▶ [Problem to work on] Could you print every one of the records below word for word, changing nothing?

▶ [Recorded data]
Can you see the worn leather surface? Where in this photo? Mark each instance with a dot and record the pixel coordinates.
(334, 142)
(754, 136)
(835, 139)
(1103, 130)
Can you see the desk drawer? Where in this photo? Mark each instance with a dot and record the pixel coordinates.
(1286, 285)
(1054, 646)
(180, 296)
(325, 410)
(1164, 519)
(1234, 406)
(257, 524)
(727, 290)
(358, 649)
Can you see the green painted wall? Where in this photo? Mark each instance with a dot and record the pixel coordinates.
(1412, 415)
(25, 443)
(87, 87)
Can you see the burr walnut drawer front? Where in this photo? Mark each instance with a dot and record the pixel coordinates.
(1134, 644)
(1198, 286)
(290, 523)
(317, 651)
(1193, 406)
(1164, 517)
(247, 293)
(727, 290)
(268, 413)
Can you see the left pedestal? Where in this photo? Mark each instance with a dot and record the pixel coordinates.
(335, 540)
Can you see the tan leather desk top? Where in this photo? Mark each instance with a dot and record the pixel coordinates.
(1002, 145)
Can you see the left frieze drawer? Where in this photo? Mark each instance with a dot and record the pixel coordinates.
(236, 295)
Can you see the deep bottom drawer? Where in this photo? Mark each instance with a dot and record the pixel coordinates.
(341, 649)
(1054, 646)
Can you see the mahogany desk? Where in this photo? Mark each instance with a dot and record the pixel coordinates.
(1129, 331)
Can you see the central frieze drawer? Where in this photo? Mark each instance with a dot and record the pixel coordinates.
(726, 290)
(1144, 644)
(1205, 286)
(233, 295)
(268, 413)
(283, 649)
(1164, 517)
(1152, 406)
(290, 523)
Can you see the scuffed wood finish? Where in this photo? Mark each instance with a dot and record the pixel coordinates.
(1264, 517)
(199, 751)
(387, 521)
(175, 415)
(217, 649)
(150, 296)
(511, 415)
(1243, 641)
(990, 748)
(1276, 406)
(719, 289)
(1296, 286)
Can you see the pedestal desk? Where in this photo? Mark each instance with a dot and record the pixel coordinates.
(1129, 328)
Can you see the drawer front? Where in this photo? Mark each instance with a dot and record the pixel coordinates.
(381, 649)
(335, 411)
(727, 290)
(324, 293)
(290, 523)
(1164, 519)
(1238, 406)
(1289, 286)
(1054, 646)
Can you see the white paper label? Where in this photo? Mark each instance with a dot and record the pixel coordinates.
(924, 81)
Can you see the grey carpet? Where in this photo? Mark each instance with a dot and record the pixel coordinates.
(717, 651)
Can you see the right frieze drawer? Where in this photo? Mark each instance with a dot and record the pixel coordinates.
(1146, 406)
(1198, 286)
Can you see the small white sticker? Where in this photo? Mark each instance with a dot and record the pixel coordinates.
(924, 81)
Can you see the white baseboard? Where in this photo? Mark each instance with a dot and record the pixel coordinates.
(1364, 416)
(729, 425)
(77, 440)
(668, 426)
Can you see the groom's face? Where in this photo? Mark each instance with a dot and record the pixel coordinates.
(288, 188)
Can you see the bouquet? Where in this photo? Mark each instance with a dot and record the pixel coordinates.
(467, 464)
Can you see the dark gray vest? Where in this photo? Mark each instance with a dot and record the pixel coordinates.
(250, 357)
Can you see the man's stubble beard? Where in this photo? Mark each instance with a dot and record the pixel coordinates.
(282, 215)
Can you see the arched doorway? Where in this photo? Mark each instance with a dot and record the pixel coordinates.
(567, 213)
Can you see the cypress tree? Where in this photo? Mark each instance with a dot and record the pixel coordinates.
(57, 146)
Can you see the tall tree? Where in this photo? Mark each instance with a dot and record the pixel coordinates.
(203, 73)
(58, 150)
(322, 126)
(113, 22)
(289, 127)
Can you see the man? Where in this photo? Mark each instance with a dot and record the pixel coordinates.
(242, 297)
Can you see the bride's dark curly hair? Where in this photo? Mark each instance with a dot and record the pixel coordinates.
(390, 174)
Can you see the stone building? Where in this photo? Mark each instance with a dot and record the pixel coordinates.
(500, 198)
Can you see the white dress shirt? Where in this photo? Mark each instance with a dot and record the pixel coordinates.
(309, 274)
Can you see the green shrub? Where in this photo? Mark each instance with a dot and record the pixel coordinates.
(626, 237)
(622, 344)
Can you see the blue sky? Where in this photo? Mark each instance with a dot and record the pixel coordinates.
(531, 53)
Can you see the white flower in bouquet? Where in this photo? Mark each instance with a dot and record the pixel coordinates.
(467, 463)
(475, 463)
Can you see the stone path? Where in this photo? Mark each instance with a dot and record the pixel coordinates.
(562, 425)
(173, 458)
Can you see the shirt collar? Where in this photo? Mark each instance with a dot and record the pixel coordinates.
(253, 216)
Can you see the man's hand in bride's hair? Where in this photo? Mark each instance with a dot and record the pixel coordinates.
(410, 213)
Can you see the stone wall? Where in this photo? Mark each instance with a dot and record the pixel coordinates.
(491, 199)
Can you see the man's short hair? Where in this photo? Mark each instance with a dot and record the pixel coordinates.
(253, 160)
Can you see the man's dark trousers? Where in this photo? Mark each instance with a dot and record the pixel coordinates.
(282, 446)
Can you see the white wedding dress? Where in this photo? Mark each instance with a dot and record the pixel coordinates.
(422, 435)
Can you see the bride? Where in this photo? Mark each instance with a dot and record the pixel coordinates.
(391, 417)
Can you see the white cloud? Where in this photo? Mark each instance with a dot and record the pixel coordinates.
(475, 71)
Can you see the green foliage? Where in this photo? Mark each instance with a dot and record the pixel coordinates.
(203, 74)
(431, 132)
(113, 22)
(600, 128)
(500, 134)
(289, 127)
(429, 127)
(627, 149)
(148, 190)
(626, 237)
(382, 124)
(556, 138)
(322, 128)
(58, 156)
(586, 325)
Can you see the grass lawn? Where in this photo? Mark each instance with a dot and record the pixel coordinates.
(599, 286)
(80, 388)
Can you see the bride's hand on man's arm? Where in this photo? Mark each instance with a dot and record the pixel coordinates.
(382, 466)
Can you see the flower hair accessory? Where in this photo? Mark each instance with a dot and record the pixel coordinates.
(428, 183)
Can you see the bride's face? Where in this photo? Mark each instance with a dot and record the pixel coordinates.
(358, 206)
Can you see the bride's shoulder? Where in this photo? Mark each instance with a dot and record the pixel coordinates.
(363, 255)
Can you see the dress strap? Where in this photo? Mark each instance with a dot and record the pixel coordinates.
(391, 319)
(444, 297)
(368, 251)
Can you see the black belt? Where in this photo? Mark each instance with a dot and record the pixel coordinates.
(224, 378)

▶ [Solution]
Can you see the worn leather surface? Where in this photo? Mark each instance with a dot and record the pixel coordinates.
(334, 142)
(754, 136)
(835, 139)
(1103, 130)
Can you see the desk drawer? Where in this photo? Mark each instance with a dot and record the pixel coordinates.
(1286, 285)
(1054, 646)
(180, 296)
(325, 410)
(1164, 519)
(1234, 406)
(257, 524)
(727, 290)
(358, 649)
Can you see the green painted wall? Where in this photo? Mark each instance with a dot and record the pixel coordinates.
(1412, 415)
(25, 443)
(87, 87)
Can you see the burr walnut drawer front? Where in this photo? Mark each instance with a dot and record the pixel coordinates.
(1134, 644)
(1198, 286)
(290, 523)
(317, 651)
(1193, 406)
(1164, 517)
(247, 293)
(727, 290)
(268, 413)
Can you see the left pedestal? Where in this photo? Mark each instance with a dot and record the pixel coordinates.
(335, 540)
Can you see the tan leather desk top? Where in this photo? Mark each instance with a dot and record the pixel coordinates.
(1002, 145)
Can you see the left frieze drawer? Where in this photo? Mark each instance with a dot and record the pixel coordinates.
(236, 295)
Can you see the deep bottom drawer? Where in this photo? Mark each instance with a dot and record the pixel coordinates.
(341, 649)
(1054, 646)
Can you see the mahogany desk? Where in this photo? Mark each instance with a dot and record the pixel coordinates.
(1129, 331)
Can you see the central frieze drawer? Where in this photo? Mark each instance with a dot and record the pixel coordinates.
(726, 290)
(1144, 644)
(1205, 286)
(233, 295)
(268, 413)
(283, 649)
(1164, 517)
(1152, 406)
(290, 523)
Can you see the scuffed wood finish? Where in this photo? Mark each instance with a dot and record the pixel coordinates.
(1264, 517)
(199, 751)
(387, 521)
(175, 415)
(217, 649)
(150, 296)
(511, 415)
(1243, 641)
(990, 748)
(1276, 406)
(719, 289)
(1296, 286)
Can you see the pedestal desk? Where in this photo? Mark each instance with a dot and record the pixel coordinates.
(1129, 328)
Can you see the drawer front? Where in this photo? Mark each instance with a dot and record the pixel coordinates.
(381, 649)
(335, 411)
(727, 290)
(324, 293)
(290, 523)
(1164, 519)
(1238, 406)
(1289, 286)
(1054, 646)
Can you see the white paper label? Where in this photo? Mark each instance with a dot and record the pixel coordinates.
(924, 81)
Can you see the grey carpet? Where in this photo? Mark each instance with a dot and record the pixel coordinates.
(717, 651)
Can you see the right frieze drawer? Where in this photo? Mark each instance with a dot and record the pixel coordinates.
(1146, 406)
(1198, 286)
Can you see the small white sticker? Where in this photo? Mark each instance with a dot and record the pixel coordinates.
(924, 81)
Can you see the white baseboard? Where in this photo? Mark each instance with a dot and record the pixel coordinates.
(1364, 416)
(729, 425)
(77, 440)
(668, 426)
Can you see the groom's face? Where in this photo? Mark each instance with a dot and record the pixel coordinates.
(288, 188)
Can you see the bouquet? Where in this photo? Mark each instance with a dot and record the pixel coordinates.
(467, 464)
Can you see the dark gray vest? Where in this photo? Mark each instance with a dot and record the pixel coordinates.
(250, 357)
Can you see the man's stubble beard? Where in this photo? Mark each instance with a dot and record the pixel coordinates.
(282, 215)
Can you see the arched doorway? Where in this photo? Mark each instance with a dot and record the pixel coordinates.
(567, 213)
Can you see the cypress tree? Where in this photo? Mark each instance with a dot and record the pixel coordinates.
(57, 146)
Can you see the tall tree? Where in this photo? Mark each instance with a dot and record the pixel coordinates.
(203, 73)
(58, 150)
(322, 126)
(113, 22)
(289, 127)
Can you see the man? Where in this photo? Mark each instance with a dot and record the pixel coordinates.
(242, 297)
Can you see the bride's dark curly hair? Where in this photo? Mark each instance with a dot and record the pixel coordinates.
(390, 174)
Can you see the stone building? Where in this photo? Mark each instance with a dot and record the pixel coordinates.
(500, 198)
Can you see the white dress shirt? Where in this photo? Mark each instance with a dot and record the pixel coordinates.
(309, 274)
Can you see the green shrub? Where in this photo? Mark each instance with a dot and record the pixel coordinates.
(626, 237)
(622, 344)
Can you see the blue sky? Where in this photo? Mark each instance with a dot and record the pixel coordinates.
(531, 53)
Can you see the white flower in bouquet? Where in this photo? Mark each instance with a dot and record the pixel coordinates.
(467, 463)
(475, 463)
Can you see the stone path? Where in this photo? Mark each instance with a dot and record the pixel coordinates.
(562, 425)
(173, 458)
Can you see the shirt collar? Where in this photo? Mark each instance with a dot and record the pixel coordinates.
(253, 216)
Can you see the man's hand in bride's hair? Where in this photo? Mark each instance with a dot and record the pixel coordinates.
(410, 213)
Can you see the stone wall? Where in this photo? Mark each instance with a dot and record the pixel coordinates.
(491, 199)
Can you see the man's short hair? Where in this photo? Mark each instance with a dot and record the pixel coordinates.
(253, 160)
Can you see the man's dark trousers? Where in this photo? Mark each instance with a dot and record the pixel coordinates.
(282, 446)
Can you see the white wedding dress? Where in this photo? Mark each instance with a dot and record the pixel coordinates.
(422, 435)
Can you see the bride? Where in this photo? Mark each instance with a dot and record the pixel coordinates.
(391, 417)
Can you see the white cloud? Where in this photo? Mark each instance with a dot and record the pixel coordinates.
(475, 71)
Can you see the green foliage? Where in this photo? Mark each instance with a dot and record the pixel coordinates.
(203, 74)
(431, 132)
(113, 22)
(600, 128)
(500, 134)
(289, 127)
(429, 127)
(627, 149)
(148, 190)
(626, 237)
(382, 124)
(556, 138)
(322, 128)
(58, 156)
(586, 325)
Can you see the grass lawn? Where in this photo? Mark each instance with a dot and record the pixel coordinates.
(599, 286)
(80, 388)
Can you see the bride's hand on man's arm? Where in this photo? Mark each instance with a dot and record the pixel coordinates.
(382, 466)
Can you see the flower hair accessory? Where in this photo? Mark each instance with a dot and record the pixel coordinates.
(428, 183)
Can you see the bride's face? Where in this photo? Mark each instance with a dot and record the pixel coordinates.
(358, 206)
Can you see the bride's shoulder? Where in this photo? Mark each instance with a dot and record the pixel coordinates.
(363, 255)
Can you see the dress strap? Where in this photo? Mark each instance with a dot and record the pixel coordinates.
(391, 319)
(444, 297)
(368, 251)
Can you see the black belt? Where in this photo? Mark each instance with a dot and record the pixel coordinates.
(224, 378)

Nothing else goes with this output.